Report how many lines in the rows below contain "post" with matching case, giving only the number.
### INFORMATION SUPPLIED ###
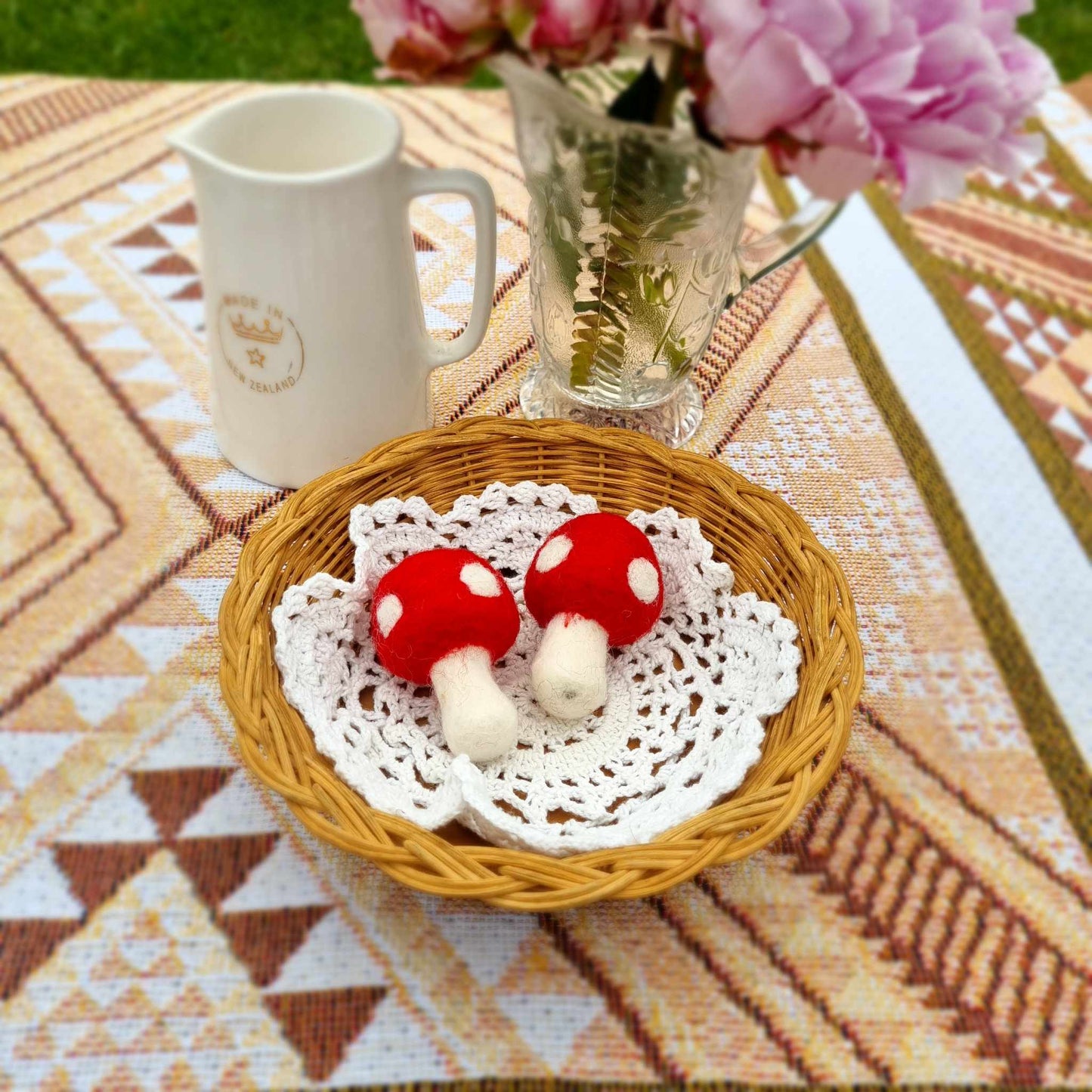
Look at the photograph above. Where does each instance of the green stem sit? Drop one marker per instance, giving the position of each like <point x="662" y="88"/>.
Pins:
<point x="674" y="82"/>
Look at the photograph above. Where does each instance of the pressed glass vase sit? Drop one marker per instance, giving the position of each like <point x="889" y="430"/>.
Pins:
<point x="635" y="252"/>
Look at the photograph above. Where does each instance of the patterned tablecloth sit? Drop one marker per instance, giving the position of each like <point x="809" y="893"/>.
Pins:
<point x="920" y="390"/>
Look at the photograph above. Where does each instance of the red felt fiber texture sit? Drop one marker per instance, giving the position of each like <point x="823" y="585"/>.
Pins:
<point x="592" y="581"/>
<point x="441" y="615"/>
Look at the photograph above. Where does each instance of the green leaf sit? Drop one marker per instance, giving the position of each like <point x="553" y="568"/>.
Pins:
<point x="638" y="102"/>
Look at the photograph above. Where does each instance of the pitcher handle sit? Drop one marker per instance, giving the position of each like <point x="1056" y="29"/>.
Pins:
<point x="424" y="181"/>
<point x="790" y="238"/>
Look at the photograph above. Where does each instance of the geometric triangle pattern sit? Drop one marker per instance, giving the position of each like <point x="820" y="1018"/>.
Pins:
<point x="1033" y="304"/>
<point x="165" y="922"/>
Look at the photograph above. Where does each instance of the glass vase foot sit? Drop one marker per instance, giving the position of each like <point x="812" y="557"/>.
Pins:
<point x="672" y="422"/>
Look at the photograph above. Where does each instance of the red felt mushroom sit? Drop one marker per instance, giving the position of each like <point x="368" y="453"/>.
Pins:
<point x="444" y="618"/>
<point x="595" y="583"/>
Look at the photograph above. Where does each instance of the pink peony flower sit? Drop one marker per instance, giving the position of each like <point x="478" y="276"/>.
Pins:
<point x="572" y="32"/>
<point x="429" y="39"/>
<point x="923" y="91"/>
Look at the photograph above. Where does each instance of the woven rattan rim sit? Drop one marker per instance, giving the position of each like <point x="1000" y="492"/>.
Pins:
<point x="769" y="546"/>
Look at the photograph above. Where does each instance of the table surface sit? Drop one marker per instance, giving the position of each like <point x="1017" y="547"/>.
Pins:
<point x="920" y="390"/>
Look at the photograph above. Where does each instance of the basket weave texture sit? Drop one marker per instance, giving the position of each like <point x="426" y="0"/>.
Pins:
<point x="770" y="549"/>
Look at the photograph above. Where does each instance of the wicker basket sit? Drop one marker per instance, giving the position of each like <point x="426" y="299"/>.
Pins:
<point x="768" y="545"/>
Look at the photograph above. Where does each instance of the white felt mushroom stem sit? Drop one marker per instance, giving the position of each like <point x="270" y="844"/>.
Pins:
<point x="569" y="675"/>
<point x="478" y="719"/>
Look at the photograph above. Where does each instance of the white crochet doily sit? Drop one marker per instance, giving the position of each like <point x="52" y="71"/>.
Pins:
<point x="682" y="721"/>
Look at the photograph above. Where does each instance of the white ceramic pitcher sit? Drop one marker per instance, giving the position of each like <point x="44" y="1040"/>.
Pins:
<point x="317" y="340"/>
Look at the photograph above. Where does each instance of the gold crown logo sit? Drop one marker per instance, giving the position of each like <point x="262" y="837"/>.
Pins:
<point x="262" y="333"/>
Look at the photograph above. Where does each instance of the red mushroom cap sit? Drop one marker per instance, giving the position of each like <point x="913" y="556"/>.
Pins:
<point x="602" y="568"/>
<point x="436" y="603"/>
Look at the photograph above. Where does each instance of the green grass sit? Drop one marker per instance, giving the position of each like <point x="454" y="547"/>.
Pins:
<point x="292" y="39"/>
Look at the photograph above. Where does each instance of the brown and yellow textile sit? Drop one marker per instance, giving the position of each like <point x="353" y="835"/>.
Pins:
<point x="165" y="923"/>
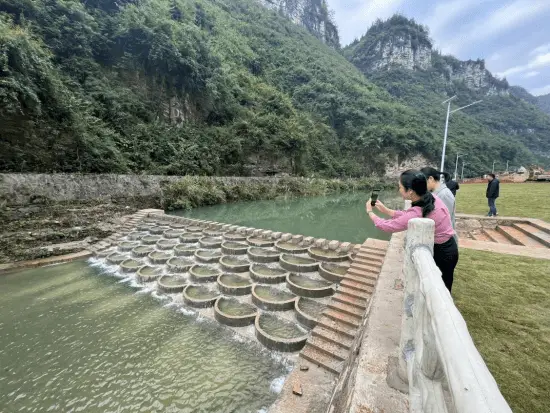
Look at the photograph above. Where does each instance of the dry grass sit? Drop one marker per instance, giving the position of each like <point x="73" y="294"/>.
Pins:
<point x="530" y="200"/>
<point x="506" y="303"/>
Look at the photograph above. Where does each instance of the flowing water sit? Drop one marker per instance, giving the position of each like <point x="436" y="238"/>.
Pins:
<point x="234" y="307"/>
<point x="279" y="327"/>
<point x="341" y="217"/>
<point x="73" y="339"/>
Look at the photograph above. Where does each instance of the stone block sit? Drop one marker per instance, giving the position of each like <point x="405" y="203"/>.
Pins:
<point x="308" y="240"/>
<point x="345" y="246"/>
<point x="286" y="237"/>
<point x="297" y="238"/>
<point x="320" y="242"/>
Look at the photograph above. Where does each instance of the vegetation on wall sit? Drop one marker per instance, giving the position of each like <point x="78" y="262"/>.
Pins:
<point x="191" y="192"/>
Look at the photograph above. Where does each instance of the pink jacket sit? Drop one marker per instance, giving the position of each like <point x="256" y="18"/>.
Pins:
<point x="443" y="226"/>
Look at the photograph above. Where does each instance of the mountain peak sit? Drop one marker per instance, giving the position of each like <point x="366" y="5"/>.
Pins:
<point x="402" y="43"/>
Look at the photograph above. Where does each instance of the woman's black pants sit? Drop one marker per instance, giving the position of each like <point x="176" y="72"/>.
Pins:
<point x="446" y="258"/>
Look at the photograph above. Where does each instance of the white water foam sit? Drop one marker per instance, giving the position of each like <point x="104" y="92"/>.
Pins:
<point x="187" y="311"/>
<point x="277" y="384"/>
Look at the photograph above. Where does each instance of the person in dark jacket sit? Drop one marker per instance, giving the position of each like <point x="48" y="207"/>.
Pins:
<point x="453" y="186"/>
<point x="493" y="189"/>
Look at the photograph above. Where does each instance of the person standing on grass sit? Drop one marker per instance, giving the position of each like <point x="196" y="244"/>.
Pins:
<point x="493" y="192"/>
<point x="413" y="186"/>
<point x="436" y="187"/>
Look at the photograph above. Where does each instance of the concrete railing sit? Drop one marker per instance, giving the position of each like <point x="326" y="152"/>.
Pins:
<point x="438" y="359"/>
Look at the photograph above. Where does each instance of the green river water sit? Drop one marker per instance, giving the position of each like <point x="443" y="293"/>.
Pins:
<point x="73" y="339"/>
<point x="341" y="217"/>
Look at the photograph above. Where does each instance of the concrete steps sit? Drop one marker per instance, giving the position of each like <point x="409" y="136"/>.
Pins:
<point x="322" y="359"/>
<point x="518" y="237"/>
<point x="535" y="233"/>
<point x="332" y="338"/>
<point x="496" y="236"/>
<point x="337" y="327"/>
<point x="356" y="286"/>
<point x="481" y="237"/>
<point x="525" y="234"/>
<point x="328" y="347"/>
<point x="360" y="303"/>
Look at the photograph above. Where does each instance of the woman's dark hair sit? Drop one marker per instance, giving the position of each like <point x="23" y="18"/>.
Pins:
<point x="416" y="181"/>
<point x="435" y="174"/>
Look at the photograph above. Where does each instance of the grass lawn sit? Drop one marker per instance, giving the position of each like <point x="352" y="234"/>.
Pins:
<point x="505" y="301"/>
<point x="530" y="200"/>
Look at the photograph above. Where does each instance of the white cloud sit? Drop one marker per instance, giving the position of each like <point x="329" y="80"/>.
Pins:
<point x="501" y="20"/>
<point x="541" y="49"/>
<point x="445" y="13"/>
<point x="538" y="62"/>
<point x="541" y="90"/>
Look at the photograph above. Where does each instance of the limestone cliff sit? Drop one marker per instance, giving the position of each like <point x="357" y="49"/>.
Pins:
<point x="472" y="73"/>
<point x="401" y="43"/>
<point x="314" y="15"/>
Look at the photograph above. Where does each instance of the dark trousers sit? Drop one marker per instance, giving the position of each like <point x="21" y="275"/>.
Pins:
<point x="492" y="206"/>
<point x="446" y="258"/>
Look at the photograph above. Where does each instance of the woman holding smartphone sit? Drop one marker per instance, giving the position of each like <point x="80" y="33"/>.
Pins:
<point x="414" y="187"/>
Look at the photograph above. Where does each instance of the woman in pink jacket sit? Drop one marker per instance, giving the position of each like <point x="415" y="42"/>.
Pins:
<point x="413" y="186"/>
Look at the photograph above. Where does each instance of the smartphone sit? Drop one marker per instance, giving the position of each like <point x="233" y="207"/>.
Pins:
<point x="374" y="196"/>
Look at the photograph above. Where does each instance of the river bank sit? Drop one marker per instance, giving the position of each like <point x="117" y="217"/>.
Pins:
<point x="44" y="215"/>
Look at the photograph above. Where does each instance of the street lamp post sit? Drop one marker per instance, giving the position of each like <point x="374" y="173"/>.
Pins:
<point x="462" y="174"/>
<point x="456" y="163"/>
<point x="449" y="112"/>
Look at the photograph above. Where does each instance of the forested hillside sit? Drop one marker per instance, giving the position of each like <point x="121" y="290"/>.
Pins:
<point x="204" y="87"/>
<point x="544" y="102"/>
<point x="397" y="55"/>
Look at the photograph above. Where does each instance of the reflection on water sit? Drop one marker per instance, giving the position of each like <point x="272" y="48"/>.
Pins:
<point x="341" y="217"/>
<point x="74" y="340"/>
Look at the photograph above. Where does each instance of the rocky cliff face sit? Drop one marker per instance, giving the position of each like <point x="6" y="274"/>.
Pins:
<point x="473" y="74"/>
<point x="314" y="15"/>
<point x="401" y="43"/>
<point x="400" y="52"/>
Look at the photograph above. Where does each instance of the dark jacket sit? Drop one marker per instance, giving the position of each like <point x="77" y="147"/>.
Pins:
<point x="493" y="189"/>
<point x="453" y="186"/>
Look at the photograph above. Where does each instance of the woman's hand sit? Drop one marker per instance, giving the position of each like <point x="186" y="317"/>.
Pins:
<point x="381" y="207"/>
<point x="368" y="206"/>
<point x="384" y="209"/>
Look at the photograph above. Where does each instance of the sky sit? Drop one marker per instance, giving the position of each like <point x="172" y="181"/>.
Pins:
<point x="513" y="36"/>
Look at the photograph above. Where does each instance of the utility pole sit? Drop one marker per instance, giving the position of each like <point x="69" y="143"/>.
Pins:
<point x="456" y="164"/>
<point x="449" y="112"/>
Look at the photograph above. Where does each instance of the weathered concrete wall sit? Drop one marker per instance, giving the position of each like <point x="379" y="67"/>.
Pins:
<point x="24" y="189"/>
<point x="21" y="189"/>
<point x="394" y="169"/>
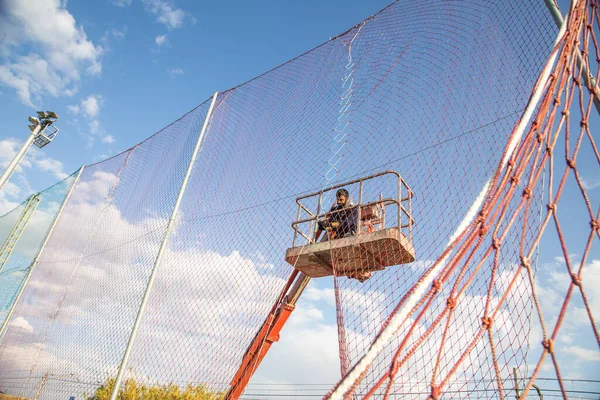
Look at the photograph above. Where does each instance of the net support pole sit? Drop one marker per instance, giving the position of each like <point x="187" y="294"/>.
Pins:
<point x="37" y="256"/>
<point x="19" y="156"/>
<point x="159" y="256"/>
<point x="420" y="288"/>
<point x="590" y="81"/>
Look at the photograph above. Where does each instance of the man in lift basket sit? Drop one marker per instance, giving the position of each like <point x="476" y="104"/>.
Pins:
<point x="341" y="220"/>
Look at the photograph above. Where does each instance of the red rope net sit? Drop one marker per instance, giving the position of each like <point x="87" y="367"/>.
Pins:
<point x="513" y="295"/>
<point x="410" y="112"/>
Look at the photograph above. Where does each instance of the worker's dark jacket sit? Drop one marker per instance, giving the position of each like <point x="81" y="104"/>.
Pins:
<point x="347" y="217"/>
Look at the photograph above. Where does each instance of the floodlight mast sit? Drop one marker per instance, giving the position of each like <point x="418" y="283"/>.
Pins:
<point x="37" y="137"/>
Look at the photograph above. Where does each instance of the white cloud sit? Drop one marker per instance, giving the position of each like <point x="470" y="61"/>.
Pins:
<point x="173" y="72"/>
<point x="109" y="34"/>
<point x="94" y="126"/>
<point x="108" y="139"/>
<point x="61" y="52"/>
<point x="160" y="40"/>
<point x="583" y="354"/>
<point x="21" y="323"/>
<point x="91" y="105"/>
<point x="122" y="3"/>
<point x="34" y="158"/>
<point x="166" y="13"/>
<point x="51" y="165"/>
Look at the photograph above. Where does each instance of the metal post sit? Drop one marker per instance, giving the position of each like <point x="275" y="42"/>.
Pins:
<point x="42" y="383"/>
<point x="517" y="389"/>
<point x="159" y="256"/>
<point x="20" y="154"/>
<point x="589" y="79"/>
<point x="17" y="230"/>
<point x="359" y="211"/>
<point x="37" y="256"/>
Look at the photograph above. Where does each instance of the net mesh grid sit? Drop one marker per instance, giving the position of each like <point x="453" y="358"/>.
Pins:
<point x="430" y="90"/>
<point x="488" y="308"/>
<point x="26" y="245"/>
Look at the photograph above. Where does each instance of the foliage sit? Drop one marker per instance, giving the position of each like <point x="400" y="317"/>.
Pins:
<point x="134" y="390"/>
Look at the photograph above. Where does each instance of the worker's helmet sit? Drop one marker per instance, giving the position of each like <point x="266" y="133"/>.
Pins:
<point x="342" y="192"/>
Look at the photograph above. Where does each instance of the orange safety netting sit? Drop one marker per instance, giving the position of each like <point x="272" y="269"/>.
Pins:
<point x="493" y="317"/>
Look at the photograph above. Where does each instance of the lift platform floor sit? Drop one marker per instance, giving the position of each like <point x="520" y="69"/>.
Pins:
<point x="371" y="251"/>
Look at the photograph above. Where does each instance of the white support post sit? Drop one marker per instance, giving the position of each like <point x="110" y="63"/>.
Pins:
<point x="37" y="256"/>
<point x="589" y="80"/>
<point x="159" y="256"/>
<point x="20" y="154"/>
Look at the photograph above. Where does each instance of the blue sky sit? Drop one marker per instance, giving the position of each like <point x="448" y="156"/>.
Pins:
<point x="132" y="67"/>
<point x="122" y="70"/>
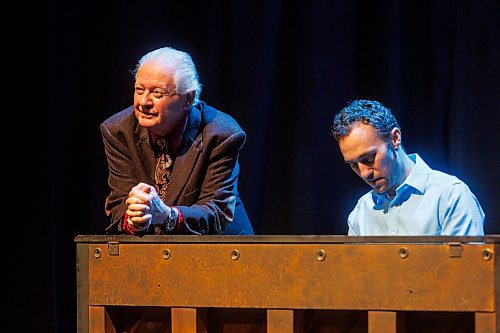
###
- _RESPONSE TO THIS TASK_: 3